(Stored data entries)
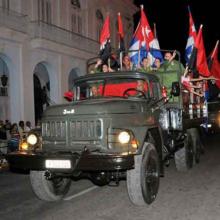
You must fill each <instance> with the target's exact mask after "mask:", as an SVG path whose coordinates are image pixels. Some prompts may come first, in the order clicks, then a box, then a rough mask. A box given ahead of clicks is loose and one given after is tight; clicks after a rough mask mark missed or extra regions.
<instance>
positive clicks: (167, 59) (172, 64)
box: [163, 51, 185, 74]
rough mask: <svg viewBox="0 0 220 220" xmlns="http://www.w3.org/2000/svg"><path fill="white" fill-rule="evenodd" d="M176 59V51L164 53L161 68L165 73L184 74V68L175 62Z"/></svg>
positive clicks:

▸ Task statement
Above are the records; return them exactly, minus the pictures.

▸ Answer space
You must fill each <instance> with the target's exact mask after "mask:", as an SVG path whose coordinates are image pixels. Some prompts may come first, in the order clicks, then a box, then a rough mask. A box given ahead of clicks is loose and one given after is tight; clicks after a rough mask mark missed or extra regions.
<instance>
positive clicks: (167, 59) (172, 64)
box: [163, 51, 185, 74]
rough mask: <svg viewBox="0 0 220 220" xmlns="http://www.w3.org/2000/svg"><path fill="white" fill-rule="evenodd" d="M176 59V51L164 53L161 68L165 73L184 74V68L175 62Z"/></svg>
positive clicks:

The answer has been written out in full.